Records of labeled points:
* * * * * * * * *

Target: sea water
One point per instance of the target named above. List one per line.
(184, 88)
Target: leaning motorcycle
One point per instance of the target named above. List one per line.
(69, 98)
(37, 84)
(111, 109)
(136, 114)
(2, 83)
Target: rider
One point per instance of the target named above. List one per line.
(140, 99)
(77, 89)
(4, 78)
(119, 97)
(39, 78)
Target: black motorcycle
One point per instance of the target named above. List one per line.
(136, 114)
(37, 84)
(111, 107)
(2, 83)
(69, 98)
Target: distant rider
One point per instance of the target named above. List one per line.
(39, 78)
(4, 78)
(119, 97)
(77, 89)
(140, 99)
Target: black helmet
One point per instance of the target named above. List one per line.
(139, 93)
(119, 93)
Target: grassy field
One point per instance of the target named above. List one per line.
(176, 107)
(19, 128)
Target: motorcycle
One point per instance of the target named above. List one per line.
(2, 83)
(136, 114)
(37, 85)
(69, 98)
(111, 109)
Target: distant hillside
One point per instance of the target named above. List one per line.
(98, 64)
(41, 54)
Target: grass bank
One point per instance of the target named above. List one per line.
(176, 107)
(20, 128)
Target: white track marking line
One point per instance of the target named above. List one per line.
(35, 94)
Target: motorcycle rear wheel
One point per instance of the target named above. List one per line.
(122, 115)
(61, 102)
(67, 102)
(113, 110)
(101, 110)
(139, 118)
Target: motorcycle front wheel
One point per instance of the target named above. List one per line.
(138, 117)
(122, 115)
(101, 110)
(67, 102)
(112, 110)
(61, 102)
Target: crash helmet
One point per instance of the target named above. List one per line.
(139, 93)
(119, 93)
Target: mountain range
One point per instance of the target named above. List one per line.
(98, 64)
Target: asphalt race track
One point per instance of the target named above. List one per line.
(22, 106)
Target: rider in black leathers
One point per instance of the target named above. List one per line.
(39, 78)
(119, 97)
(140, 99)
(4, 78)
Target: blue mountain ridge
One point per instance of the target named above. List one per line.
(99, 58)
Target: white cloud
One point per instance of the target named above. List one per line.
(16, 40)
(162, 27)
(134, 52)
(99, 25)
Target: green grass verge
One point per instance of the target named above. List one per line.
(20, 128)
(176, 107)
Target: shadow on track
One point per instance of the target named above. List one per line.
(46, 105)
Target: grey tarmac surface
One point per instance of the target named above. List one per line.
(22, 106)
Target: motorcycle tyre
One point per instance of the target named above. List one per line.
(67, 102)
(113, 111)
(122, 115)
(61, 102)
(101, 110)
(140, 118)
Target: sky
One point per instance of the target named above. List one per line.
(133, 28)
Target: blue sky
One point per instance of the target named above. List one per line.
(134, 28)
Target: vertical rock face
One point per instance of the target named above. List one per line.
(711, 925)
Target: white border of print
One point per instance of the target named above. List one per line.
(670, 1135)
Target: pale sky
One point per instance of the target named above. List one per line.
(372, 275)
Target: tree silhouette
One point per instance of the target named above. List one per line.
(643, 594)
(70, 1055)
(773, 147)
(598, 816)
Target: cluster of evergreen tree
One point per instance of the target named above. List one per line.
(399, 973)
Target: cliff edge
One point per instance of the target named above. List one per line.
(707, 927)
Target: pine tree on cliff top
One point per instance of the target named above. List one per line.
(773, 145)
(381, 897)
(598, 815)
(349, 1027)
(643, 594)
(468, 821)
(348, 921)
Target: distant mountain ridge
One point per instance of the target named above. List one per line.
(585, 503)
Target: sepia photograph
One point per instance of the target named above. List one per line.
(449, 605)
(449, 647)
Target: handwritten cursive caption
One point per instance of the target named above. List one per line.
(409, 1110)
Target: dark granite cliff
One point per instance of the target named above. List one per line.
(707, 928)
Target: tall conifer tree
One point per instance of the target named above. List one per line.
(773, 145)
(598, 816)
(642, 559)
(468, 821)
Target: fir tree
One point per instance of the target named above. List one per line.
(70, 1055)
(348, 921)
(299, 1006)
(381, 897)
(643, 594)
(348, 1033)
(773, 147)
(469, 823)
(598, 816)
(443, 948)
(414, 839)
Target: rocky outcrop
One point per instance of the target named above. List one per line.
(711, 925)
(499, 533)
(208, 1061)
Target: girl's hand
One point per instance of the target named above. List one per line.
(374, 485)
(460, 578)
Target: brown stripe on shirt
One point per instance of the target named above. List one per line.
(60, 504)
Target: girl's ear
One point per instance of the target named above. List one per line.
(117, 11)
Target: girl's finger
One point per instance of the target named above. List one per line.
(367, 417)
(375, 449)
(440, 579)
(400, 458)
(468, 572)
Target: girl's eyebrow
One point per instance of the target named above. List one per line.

* * * * * * * * *

BRIEF: Output all preceding records character for character.

WRITTEN REPLY:
Target: sea water
One point per instance of the target named above. List one per line.
(184, 88)
Target: leaning motorcycle
One point per instance of the target named above. List one per line.
(69, 98)
(37, 84)
(111, 109)
(136, 114)
(2, 83)
Target: rider
One point per instance of the target named above. List one per line.
(140, 99)
(77, 89)
(4, 78)
(119, 97)
(39, 78)
Target: black motorcycle
One point per instance of the target named above. List one per line.
(136, 114)
(37, 84)
(111, 107)
(2, 83)
(69, 98)
Target: distant rider
One point per instance of the target named above. List one per line.
(39, 78)
(4, 78)
(119, 97)
(77, 89)
(140, 99)
Target: black helmet
One point per instance of the target named above. List one per line.
(139, 93)
(119, 93)
Target: grassy field
One point per instance of the target named above. List one per line.
(176, 107)
(19, 128)
Target: motorcycle
One point per instance of the target named above. List one per line.
(2, 83)
(136, 114)
(37, 85)
(69, 98)
(111, 109)
Target: distant hillside
One point per instance of the target named above. List one per line.
(98, 64)
(41, 54)
Target: grass bank
One point per instance of the target named above. List one per line.
(176, 107)
(20, 128)
Target: white track marking line
One point per instance of the target named above. List one per line.
(35, 94)
Target: motorcycle rear wheel
One point per instance of the target named above. List one per line.
(122, 115)
(61, 102)
(67, 102)
(113, 110)
(101, 110)
(139, 118)
Target: motorcycle front wheel
One point per instance of the target named above. List one per line.
(138, 117)
(122, 115)
(101, 110)
(67, 102)
(112, 110)
(61, 102)
Target: crash helmet
One point per instance of the target named above. List one per line.
(139, 93)
(119, 93)
Target: mountain range
One point per instance of the target named above. List one per line.
(98, 64)
Target: asphalt race track
One point per instance of the target named above. List one per line.
(22, 106)
Target: rider in black leathers
One point per instance of the target named above. List one per line.
(39, 78)
(119, 97)
(140, 99)
(4, 78)
Target: blue mountain ridge
One point per instance of the target named above. List one per line.
(99, 58)
Target: white cloud
One point per instance of the target named above. List one per line.
(16, 40)
(162, 27)
(134, 52)
(99, 25)
Target: green grass verge
One point per instance of the target named above. List one per line.
(20, 128)
(176, 107)
Target: shadow on track
One point per instance of the target named above. List one per line.
(46, 105)
Target: grey tarmac surface
One point per instance of the target named above. List one per line.
(22, 106)
Target: motorcycle tyre
One point per instance of the target named above. List one per line.
(67, 102)
(113, 111)
(122, 115)
(61, 102)
(101, 110)
(140, 118)
Target: sky
One point per instance of the target named above. List one per line.
(133, 28)
Target: blue sky
One point per instance of the target named above. List one per line.
(134, 28)
Target: vertical rock face
One point per instance of the target named above. List one per line.
(711, 925)
Target: white border of print
One point per instance of the target named above. List one per line.
(670, 1135)
Target: pale sky
One point per instance of the target named above. List one per line.
(372, 275)
Target: tree silhouette
One point per instance of the target named above. List one per line.
(643, 594)
(70, 1055)
(773, 147)
(598, 816)
Target: cluster of evergreen tree
One point per instance of the target named above. List one per line.
(399, 973)
Target: cliff edge
One point per instance of the target named above. List one per line.
(707, 927)
Target: pine tree on cliff top
One point per instance of the target named above. List one per line.
(773, 145)
(381, 897)
(598, 815)
(349, 1027)
(643, 594)
(468, 821)
(348, 921)
Target: distant mountain ridge
One point per instance of the target named above. List one per line.
(585, 503)
Target: sepia photograph
One point per instance of the target named above. List one per line.
(449, 605)
(449, 647)
Target: handwritten cursive caption
One point per instance of the target named above. List one per line.
(409, 1110)
Target: dark granite cliff
One point per instance of the target named above. List one per line.
(707, 928)
Target: tall conifer tree
One point per instance of the target named above. List one per line.
(773, 145)
(598, 816)
(642, 559)
(468, 821)
Target: fir tree
One point per instance of the target named above. List one per line.
(70, 1055)
(348, 921)
(299, 1006)
(381, 897)
(643, 594)
(348, 1033)
(773, 147)
(469, 823)
(598, 816)
(443, 948)
(414, 839)
Target: rocky outcrop
One point per instance of the target named above. List one per line.
(711, 925)
(499, 533)
(208, 1061)
Target: girl's hand
One point per instance of the target named above. List one per line.
(374, 485)
(460, 578)
Target: brown stripe on shirt
One point per instance of the target named above. List one per line.
(60, 504)
Target: girl's ear
One point per instance of the target named above. List one per line.
(117, 11)
Target: girl's finger
One point per instance of the target named above. List one per line.
(367, 417)
(375, 449)
(440, 579)
(400, 458)
(468, 572)
Target: girl's eyebrow
One point per instance of the target named above. List one per line.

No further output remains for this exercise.